### Problem requirements
In the records below, start at the line that contains "Annotate the black track" and set down word for word every line from there through the end of the records.
─── Given information
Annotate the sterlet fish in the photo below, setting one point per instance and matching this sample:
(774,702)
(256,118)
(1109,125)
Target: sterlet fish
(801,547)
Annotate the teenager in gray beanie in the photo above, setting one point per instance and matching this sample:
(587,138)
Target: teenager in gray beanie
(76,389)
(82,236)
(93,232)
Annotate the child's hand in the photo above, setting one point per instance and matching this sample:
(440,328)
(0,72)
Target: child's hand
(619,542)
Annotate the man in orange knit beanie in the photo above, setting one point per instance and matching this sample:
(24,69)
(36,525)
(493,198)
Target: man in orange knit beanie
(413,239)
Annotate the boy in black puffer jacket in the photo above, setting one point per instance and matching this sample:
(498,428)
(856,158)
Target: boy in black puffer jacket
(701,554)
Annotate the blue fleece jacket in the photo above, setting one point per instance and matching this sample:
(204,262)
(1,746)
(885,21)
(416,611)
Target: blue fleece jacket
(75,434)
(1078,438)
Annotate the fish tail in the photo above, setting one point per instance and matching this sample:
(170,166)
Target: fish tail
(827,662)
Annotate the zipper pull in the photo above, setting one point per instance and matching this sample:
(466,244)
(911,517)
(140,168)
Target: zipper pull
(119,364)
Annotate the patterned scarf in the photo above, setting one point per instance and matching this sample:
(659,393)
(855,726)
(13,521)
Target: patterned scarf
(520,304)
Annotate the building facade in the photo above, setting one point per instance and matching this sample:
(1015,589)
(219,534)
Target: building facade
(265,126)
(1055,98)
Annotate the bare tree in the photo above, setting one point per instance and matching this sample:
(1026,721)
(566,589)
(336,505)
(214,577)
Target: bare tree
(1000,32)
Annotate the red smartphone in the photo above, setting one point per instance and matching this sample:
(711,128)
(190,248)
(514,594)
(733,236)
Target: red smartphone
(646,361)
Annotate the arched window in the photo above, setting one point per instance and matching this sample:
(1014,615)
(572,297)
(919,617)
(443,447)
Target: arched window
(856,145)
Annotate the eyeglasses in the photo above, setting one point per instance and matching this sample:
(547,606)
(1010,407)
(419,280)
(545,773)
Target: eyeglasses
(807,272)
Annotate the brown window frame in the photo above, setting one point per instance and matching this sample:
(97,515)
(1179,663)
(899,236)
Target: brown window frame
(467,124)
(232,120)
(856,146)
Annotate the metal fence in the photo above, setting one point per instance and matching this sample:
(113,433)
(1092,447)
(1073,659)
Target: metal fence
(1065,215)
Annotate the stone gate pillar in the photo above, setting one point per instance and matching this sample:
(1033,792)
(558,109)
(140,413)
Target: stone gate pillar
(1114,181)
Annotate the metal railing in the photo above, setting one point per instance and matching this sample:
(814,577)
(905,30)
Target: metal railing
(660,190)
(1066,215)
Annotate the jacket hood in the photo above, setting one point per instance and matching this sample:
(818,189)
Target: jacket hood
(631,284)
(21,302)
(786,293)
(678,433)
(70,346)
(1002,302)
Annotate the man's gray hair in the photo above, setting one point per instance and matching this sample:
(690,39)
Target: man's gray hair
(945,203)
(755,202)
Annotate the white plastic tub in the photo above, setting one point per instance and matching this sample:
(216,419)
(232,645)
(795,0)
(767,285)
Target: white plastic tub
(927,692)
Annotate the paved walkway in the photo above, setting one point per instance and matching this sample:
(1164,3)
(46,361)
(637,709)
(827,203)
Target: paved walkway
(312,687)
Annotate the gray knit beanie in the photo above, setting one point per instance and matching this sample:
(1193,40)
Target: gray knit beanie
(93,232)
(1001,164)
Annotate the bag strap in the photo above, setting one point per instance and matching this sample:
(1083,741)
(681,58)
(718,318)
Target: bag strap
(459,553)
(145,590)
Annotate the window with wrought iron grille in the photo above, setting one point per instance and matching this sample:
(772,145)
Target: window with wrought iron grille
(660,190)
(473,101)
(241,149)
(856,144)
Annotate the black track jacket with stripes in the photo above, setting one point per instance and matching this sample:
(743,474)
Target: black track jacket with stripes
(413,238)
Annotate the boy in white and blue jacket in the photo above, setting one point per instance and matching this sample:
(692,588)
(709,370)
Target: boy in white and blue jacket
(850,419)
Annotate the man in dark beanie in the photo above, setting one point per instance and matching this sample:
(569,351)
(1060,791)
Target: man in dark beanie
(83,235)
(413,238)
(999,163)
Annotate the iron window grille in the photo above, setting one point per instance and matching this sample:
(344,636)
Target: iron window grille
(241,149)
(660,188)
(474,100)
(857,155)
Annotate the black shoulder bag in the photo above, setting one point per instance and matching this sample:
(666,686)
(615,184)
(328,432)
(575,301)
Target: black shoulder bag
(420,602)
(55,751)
──────
### Full output
Annotate the black track jacket with stripes in the photo above, setting one point per instance and matching this sample:
(743,474)
Target: black track jacket with stripes
(413,238)
Annotate the boy in white and blue jacket in the photo above, setting one point per instance and matching this sample:
(692,588)
(709,370)
Target: boy in white and blue jacket
(850,419)
Annotate the man in dark beanie in the photo above, setting one point per instance and matching this sample:
(569,351)
(1060,791)
Target: man in dark beanie
(83,235)
(413,238)
(999,163)
Annotate the iron window grille in the photo above, setting one point per instance and matching this sample:
(344,636)
Target: iron window grille
(241,149)
(660,188)
(474,100)
(857,155)
Annotate the black shoulder bag in the photo above, setting one point per instance and matching this sample:
(666,686)
(615,184)
(328,432)
(575,301)
Target: black shoulder bag
(420,602)
(55,751)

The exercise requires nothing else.